WRITTEN REQUEST:
Translate this sentence from the album review below into Spanish: "To consider ‘Intra Naos’ one of the more thoughtfully arranged and personally expressive black metal opuses to date wouldn’t be ridiculous hyperbole, at least by my own standards."

* Begin GIVEN TEXT *

An extensive interview from Bardo Methodology extrapolates the reasoning for the disparate presence of the band, as disinterest and personal matters whittled it’s core down to a duo re-envisioned with Calus‘ guidance in more complete control. The time it took for the longtime collaborators to produce two full hours of music is entirely reasonable considering none of it’s great length feels superfluous or pointless. To consider ‘Intra Naos’ one of the more thoughtfully arranged and personally expressive black metal opuses to date wouldn’t be ridiculous hyperbole, at least by my own standards.

* End GIVEN TEXT *
* Begin INFORMATION SHOWN *

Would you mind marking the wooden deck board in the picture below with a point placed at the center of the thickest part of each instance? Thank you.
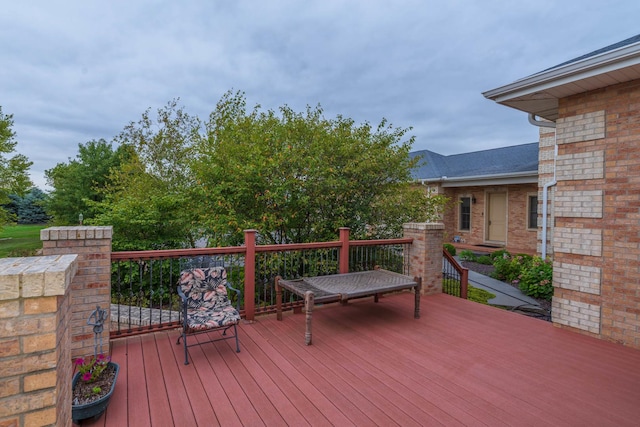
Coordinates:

* End INFORMATION SHOWN *

RESULT FOR THIS EXERCISE:
Considerar ‘Intra Naos’ una de las obras de black metal más cuidadosamente arregladas y personalmente expresivas hasta la fecha no sería una exageración ridícula, al menos según mis propios criterios.